(Extracted data)

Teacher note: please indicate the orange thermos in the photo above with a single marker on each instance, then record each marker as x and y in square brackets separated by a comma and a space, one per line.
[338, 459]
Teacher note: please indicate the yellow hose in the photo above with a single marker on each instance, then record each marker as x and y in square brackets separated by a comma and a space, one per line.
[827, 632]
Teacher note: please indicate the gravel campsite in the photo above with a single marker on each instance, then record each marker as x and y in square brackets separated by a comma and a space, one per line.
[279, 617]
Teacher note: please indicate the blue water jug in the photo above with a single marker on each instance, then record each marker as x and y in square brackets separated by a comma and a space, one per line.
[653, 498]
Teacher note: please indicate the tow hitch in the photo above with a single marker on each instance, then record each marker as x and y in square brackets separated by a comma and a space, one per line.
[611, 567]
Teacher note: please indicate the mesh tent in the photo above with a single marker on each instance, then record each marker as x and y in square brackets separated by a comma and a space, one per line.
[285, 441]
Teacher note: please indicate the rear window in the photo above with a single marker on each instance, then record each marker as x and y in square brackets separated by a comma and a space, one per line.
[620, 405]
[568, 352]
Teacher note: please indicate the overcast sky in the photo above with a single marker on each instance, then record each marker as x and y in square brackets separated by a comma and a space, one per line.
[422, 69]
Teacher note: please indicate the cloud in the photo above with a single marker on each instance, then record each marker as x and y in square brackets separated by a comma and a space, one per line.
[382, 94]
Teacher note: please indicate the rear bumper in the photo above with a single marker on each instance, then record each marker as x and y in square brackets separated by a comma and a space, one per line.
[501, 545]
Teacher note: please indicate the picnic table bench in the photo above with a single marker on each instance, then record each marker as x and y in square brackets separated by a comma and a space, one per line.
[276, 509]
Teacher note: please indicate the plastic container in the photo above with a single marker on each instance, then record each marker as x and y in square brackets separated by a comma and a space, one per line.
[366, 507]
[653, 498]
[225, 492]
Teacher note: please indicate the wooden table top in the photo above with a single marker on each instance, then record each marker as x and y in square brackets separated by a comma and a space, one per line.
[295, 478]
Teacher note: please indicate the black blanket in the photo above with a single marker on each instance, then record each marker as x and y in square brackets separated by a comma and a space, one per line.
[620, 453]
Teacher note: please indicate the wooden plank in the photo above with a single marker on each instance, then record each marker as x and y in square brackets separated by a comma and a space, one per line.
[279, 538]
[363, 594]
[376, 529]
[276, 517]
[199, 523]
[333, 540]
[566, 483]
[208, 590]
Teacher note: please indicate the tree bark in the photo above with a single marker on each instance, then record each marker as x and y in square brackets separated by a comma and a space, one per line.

(Goal)
Reproduce each of the entries above as a numbered list, one entry per item, with blank lines omitted.

(Solution for this task)
1. Teacher note: please indicate the orange thermos in the photo above with a single marker on each instance, then record each marker as x and y in square brackets separated by a comma and a space, one per line.
2. [338, 459]
3. Teacher note: please indicate the yellow hose in the photo above with a single marker on each instance, then record each marker as x and y in square brackets separated by a comma and a space, one per line.
4. [827, 632]
5. Teacher note: please indicate the gravel campsite in the photo above with a single marker on each instance, then record each marker as x and y in square brackets separated by a comma and a space, one per line.
6. [279, 617]
7. Teacher note: please indicate the blue water jug in the photo above with a single marker on each instance, then record each marker as x and y in square brackets separated by a comma and a space, one per line.
8. [653, 498]
9. Teacher note: please indicate the tow hitch in the photo above with a single marker on each instance, then record each marker as x and y in square brackets separated by a comma and a space, one per line.
10. [611, 567]
11. Teacher note: please indicate the mesh tent in the photo above with a single marker on each instance, then record each marker as x and y in square brackets separated by a comma and a space, one per line.
12. [285, 441]
13. Teacher note: please indicate the rear window in the photo above with a single marker on each instance, then record each marker as x and y in square brackets separated by a comma and a space, one per line.
14. [620, 405]
15. [568, 352]
16. Teacher note: please indicate the overcast sky in the photo above with a single marker on each instance, then record each marker as x and y in square brackets separated by a comma and a space, one per line.
17. [422, 69]
18. Teacher note: please indicate the cloud in the photo above with a single marker on each instance, then record each marker as x and y in square brackets separated by a comma and a space, one per line.
19. [382, 94]
20. Teacher note: please indicate the rear bumper in the photo above with a single marker on each instance, then record each marker as x and y in square brackets separated by a comma and a space, one per line.
21. [501, 545]
22. Teacher note: please indicate the picnic table bench in the photo above with a single marker on each instance, then record each marker as x and y in square brackets separated by a comma and a space, one per line.
23. [276, 509]
24. Teacher note: please indicate the plastic container in the photo above with a single marker on each instance, then record each marker as x and y in square brackets separated by a comma and a space, one per line.
25. [366, 507]
26. [653, 498]
27. [225, 492]
28. Teacher note: please indicate the wooden table top in the photo above with a single marker on each instance, then record each marker as x and y in square brackets separated by a comma and a space, one per line.
29. [295, 478]
30. Teacher note: please indicate the black blanket in the photo above with a single marker on each instance, then record each marker as x and y in square brackets separated by a comma and a space, one per line.
31. [620, 453]
32. Teacher note: please indicate the wooden plank in the photo above with a single marker on each instance, then record each marker as x and y in square brackets separated by a comma and a space, one per line.
33. [279, 538]
34. [363, 594]
35. [376, 529]
36. [276, 517]
37. [199, 523]
38. [333, 540]
39. [566, 483]
40. [208, 590]
41. Teacher note: please indicate the tree bark in the photo above with a single marker on each instance, then record each marker as x and y in square brackets separated by a comma and a space, one per line.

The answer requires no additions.